▸ TEXT
────
The question isn't whether they'll use AI. They already are. The question is whether they'll use it thoughtfully—as a studio for creation and exploration, not a vending machine for shortcuts.
What I'm Teaching Her (And What All Parents Should Consider)
After our conversation, I realized there are a few key principles I want to instill:
1. Always Verify
Just because an AI generates something doesn't make it true. She needs to check AI outputs against trusted sources, especially for schoolwork or anything important. AIs hallucinate. They make things up. They get things confidently wrong.
2. Understand Your Role
You're the one in charge. The AI is a tool that you control. If you don't like what it produces, question it. Change it. Override it. Never hand over your judgment just because the AI seems confident.
3. Know When Not to Use It
Some things require human creativity, emotion, and judgment. Using AI to generate ideas is different from using AI to replace your own thinking entirely. She needs to know the difference.
4. Be Curious About How It Works
You don't need to be a computer scientist, but understanding the basics—that AI learns from patterns in data, that it can be biased, that it doesn't actually "know" anything—helps you use it more effectively and critically.
5. Privacy and Ethics Matter
What you share with AI systems can be stored, used for training, or accessed by others. Be thoughtful about what you put in, especially personal information or creative work.
The Studio, Not the Vending Machine
There's a beautiful metaphor emerging in education circles about how students should use AI. When adults set clear expectations and teach students how to engage with AI thoughtfully, it becomes a studio—a place to draft, get feedback, revise, and improve their own work.
When we don't teach them these skills, AI becomes a vending machine—something they feed a prompt into and expect a finished product from, no thinking required.
────
▸ SOURCE MATERIAL
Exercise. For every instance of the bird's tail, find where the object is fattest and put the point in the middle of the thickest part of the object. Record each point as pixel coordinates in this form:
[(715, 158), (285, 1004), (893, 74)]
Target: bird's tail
────
▸ EXERCISES
(1) From the text on teaching thoughtful AI use, return the passage word for word, starting with "5. Privacy and" and going on through "their own work.".
(2) Extend the text on teaching thoughtful AI use, picking up right after its final sentence.

▸ ANSWERS PROVIDED
(1)
5. Privacy and Ethics Matter
What you share with AI systems can be stored, used for training, or accessed by others. Be thoughtful about what you put in, especially personal information or creative work.
The Studio, Not the Vending Machine
There's a beautiful metaphor emerging in education circles about how students should use AI. When adults set clear expectations and teach students how to engage with AI thoughtfully, it becomes a studio—a place to draft, get feedback, revise, and improve their own work.

(2)
I want my daughter to treat AI like a studio. I want her to write first, then ask AI to critique her work. I want her to compare AI suggestions to her teacher's rubric and make her own decisions about what to keep and what to discard. I want her to document how she used AI and explain her process.
Most importantly, I want her to understand that she is the creator. The AI is just another tool in her toolkit.
A Generation With Agency
One of the kids in a Cambridge coding club recently said something that stuck with me. When asked about AI, 10-year-old Joseph said: "I'd like to be in charge of the AI. If the AI is in charge of us, we wouldn't really be able to control what we're doing and that would be bad."
That's the future I want for my daughter. Not one where she's a passive consumer of AI-generated content and AI-made decisions, but one where she's an active agent—someone who understands these systems well enough to control them, challenge them, and build with them.
Teaching her about agentic AI isn't just about showing her cool technology. It's about equipping her with the literacy, agency, and critical thinking she'll need to thrive in a world where AI is as fundamental as electricity.
What's Next
After our conversation about blogs and AI, my daughter asked if she could write her own blog post someday—maybe about what it's like growing up with AI from a kid's perspective. I told her absolutely.
Because at the end of the day, this is her generation's story to tell. We're just helping them find the words—and teaching them how to verify those words are their own.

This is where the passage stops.